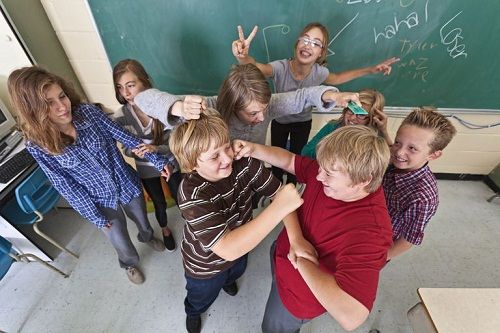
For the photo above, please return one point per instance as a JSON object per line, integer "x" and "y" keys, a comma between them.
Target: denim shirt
{"x": 91, "y": 173}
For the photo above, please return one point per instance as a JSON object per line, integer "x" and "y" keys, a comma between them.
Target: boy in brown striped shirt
{"x": 215, "y": 200}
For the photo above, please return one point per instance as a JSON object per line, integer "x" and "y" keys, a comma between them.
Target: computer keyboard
{"x": 15, "y": 165}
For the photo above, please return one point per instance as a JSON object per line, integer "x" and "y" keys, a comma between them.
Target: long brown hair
{"x": 243, "y": 84}
{"x": 322, "y": 59}
{"x": 27, "y": 87}
{"x": 135, "y": 67}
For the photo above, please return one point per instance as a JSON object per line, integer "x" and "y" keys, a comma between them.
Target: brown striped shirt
{"x": 212, "y": 209}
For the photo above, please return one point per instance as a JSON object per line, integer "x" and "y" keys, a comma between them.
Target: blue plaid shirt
{"x": 92, "y": 173}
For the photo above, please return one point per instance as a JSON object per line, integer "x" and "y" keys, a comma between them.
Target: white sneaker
{"x": 135, "y": 275}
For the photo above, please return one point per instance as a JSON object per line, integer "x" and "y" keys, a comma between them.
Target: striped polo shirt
{"x": 212, "y": 209}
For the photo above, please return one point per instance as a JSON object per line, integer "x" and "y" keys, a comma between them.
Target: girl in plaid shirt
{"x": 75, "y": 145}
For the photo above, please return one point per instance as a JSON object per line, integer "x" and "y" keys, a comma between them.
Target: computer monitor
{"x": 7, "y": 121}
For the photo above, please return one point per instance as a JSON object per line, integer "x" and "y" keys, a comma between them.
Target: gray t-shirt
{"x": 284, "y": 81}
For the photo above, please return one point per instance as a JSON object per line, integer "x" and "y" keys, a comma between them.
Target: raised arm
{"x": 169, "y": 109}
{"x": 275, "y": 156}
{"x": 344, "y": 308}
{"x": 242, "y": 240}
{"x": 324, "y": 98}
{"x": 384, "y": 67}
{"x": 241, "y": 48}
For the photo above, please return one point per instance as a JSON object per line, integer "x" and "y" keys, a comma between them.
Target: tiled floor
{"x": 461, "y": 249}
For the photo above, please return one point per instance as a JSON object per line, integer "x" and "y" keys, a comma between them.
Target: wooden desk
{"x": 461, "y": 310}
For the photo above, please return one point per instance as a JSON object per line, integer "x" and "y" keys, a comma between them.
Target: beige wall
{"x": 35, "y": 29}
{"x": 472, "y": 151}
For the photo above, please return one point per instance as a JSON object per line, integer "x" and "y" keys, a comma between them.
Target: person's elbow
{"x": 351, "y": 321}
{"x": 224, "y": 249}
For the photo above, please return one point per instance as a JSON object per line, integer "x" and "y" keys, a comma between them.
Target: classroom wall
{"x": 35, "y": 29}
{"x": 471, "y": 152}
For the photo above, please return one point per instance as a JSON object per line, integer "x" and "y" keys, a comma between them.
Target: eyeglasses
{"x": 359, "y": 116}
{"x": 308, "y": 41}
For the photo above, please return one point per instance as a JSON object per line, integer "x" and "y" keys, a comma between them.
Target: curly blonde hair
{"x": 27, "y": 87}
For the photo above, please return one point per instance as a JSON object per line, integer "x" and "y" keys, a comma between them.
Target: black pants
{"x": 299, "y": 134}
{"x": 155, "y": 191}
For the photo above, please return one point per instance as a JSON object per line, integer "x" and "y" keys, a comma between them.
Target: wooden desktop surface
{"x": 467, "y": 310}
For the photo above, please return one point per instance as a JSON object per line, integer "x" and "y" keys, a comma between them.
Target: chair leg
========
Restate the material word for word; no picture should appear in the copy.

For the photo above, please return one point per instance as a JSON object per line, integer "x" and "y" keys, a comma between them.
Target: denim shirt
{"x": 91, "y": 173}
For the photo above, please return one point per instance as a JSON object per line, integer "x" and "y" keys, a comma between them.
Target: boy in brown striped shirt
{"x": 215, "y": 200}
For the photo above, please return one point per instance as a JSON object per line, integer "x" and "y" keys, a comma between them.
Target: computer keyboard
{"x": 15, "y": 165}
For the photo above, please return one point per instance as a JSON object per line, integer "x" and "y" keys, a comma between them.
Target: long brown hair
{"x": 243, "y": 84}
{"x": 322, "y": 59}
{"x": 27, "y": 87}
{"x": 135, "y": 67}
For the photo above, please return one point per instance as a JSON object per line, integer "x" and "y" keys, a comma between them.
Target: brown striped shirt
{"x": 212, "y": 209}
For the photo above, please return one point per instance as a JSON object per line, integer "x" and "y" keys, a comma between them.
Target: blue plaid shirt
{"x": 92, "y": 173}
For the photo above, please return one point per instance as a JSON object per line, integer "x" and "y" keys, a comma between them.
Target: white sneaker
{"x": 135, "y": 275}
For the photo above, please return one point per instance as a JSON object per line, integer "x" and "y" keys, a comma between them.
Target: striped polo shirt
{"x": 212, "y": 209}
For the photo above, please return one point per instance as a JSON object per line, integer "x" and "y" keys, a comma between them.
Target: girl in plaid shirt
{"x": 75, "y": 145}
For the photo above, please return one point per instance as a JSON object per line, integer "x" and "y" keys, a comma between them.
Target: computer monitor
{"x": 7, "y": 121}
For the photo above, please return one point per instance as a JSON object per line, integer "x" and "y" keys, a comma between them.
Target: gray t-shirt
{"x": 284, "y": 81}
For the photo above, please return one point per instance as a JSON object per line, integer "x" and "y" keys, a comma between them.
Target: raised arm
{"x": 169, "y": 109}
{"x": 275, "y": 156}
{"x": 344, "y": 308}
{"x": 242, "y": 240}
{"x": 324, "y": 98}
{"x": 384, "y": 67}
{"x": 241, "y": 48}
For the photo above, please return one point per instance as a JSON object per line, integer "x" and "y" keys, a comma between them.
Target: tiled floor
{"x": 461, "y": 249}
For the photo above, please return one point per instance as a JSON object per line, integer "x" and "y" keys, a comma between them.
Target: wooden desk
{"x": 461, "y": 310}
For the photo above, please return one point per instance as a JSON object per line, integer "x" and "y" keys, a comma between them.
Target: beige wall
{"x": 35, "y": 29}
{"x": 472, "y": 151}
For the photo above, please return one point per instance as a JSON object per line, integer "x" and "y" keys, a comma between them.
Target: person's elbow
{"x": 351, "y": 321}
{"x": 224, "y": 249}
For the photo above, please return one point per instance as a JSON object per line, integer "x" and "y" keys, a comma between them.
Target: classroom wall
{"x": 35, "y": 29}
{"x": 471, "y": 152}
For the photo above, please return one point per instance as a JSON object per line, integer "x" and "y" keys, a comma between them.
Target: eyeglasses
{"x": 359, "y": 116}
{"x": 308, "y": 41}
For the photo above, please return one point per instance as a JSON object per line, integer "x" and "y" keys, a comma between them.
Target: curly blonde hair
{"x": 27, "y": 87}
For the photo above, please return one point per instance as a JSON object per line, integer "x" and "y" keys, a comma between them.
Target: black pants
{"x": 299, "y": 134}
{"x": 155, "y": 191}
For the photo above, please return one point per instance as a JSON object per line, integer "x" and "y" keys, a comma between them.
Target: wooden desktop surface
{"x": 467, "y": 310}
For the photo above, please return one point per instance as a JSON object per line, integer "x" and "y" keys, a comma between them.
Target: chair leg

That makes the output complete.